Pick out every line in the rows below that contains the word "drop", and copy each one.

--*--

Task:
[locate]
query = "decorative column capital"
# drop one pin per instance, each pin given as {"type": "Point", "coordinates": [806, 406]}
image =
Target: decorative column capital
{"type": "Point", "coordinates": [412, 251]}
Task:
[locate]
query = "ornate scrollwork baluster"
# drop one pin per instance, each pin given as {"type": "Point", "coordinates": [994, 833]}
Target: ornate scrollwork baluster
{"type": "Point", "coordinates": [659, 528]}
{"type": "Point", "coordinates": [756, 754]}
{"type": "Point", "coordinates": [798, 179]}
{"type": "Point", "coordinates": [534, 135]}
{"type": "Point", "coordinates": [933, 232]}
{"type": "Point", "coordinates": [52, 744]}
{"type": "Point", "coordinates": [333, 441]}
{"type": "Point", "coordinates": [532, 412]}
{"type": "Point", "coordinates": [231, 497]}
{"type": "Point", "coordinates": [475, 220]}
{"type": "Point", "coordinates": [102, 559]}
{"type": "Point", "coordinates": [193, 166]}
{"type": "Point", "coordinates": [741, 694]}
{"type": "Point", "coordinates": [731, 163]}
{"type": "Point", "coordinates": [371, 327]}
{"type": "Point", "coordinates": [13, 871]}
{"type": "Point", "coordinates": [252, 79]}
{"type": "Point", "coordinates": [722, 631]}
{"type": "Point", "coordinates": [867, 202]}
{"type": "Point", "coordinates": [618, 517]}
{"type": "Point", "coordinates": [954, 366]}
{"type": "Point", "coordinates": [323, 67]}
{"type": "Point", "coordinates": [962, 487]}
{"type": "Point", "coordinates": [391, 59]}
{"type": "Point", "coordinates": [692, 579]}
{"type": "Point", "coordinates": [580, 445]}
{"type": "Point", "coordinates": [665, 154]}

--*--

▶ _REPLY_:
# drop one pin per instance, each pin given as {"type": "Point", "coordinates": [806, 406]}
# drop one pin per instance, each pin given as {"type": "Point", "coordinates": [994, 833]}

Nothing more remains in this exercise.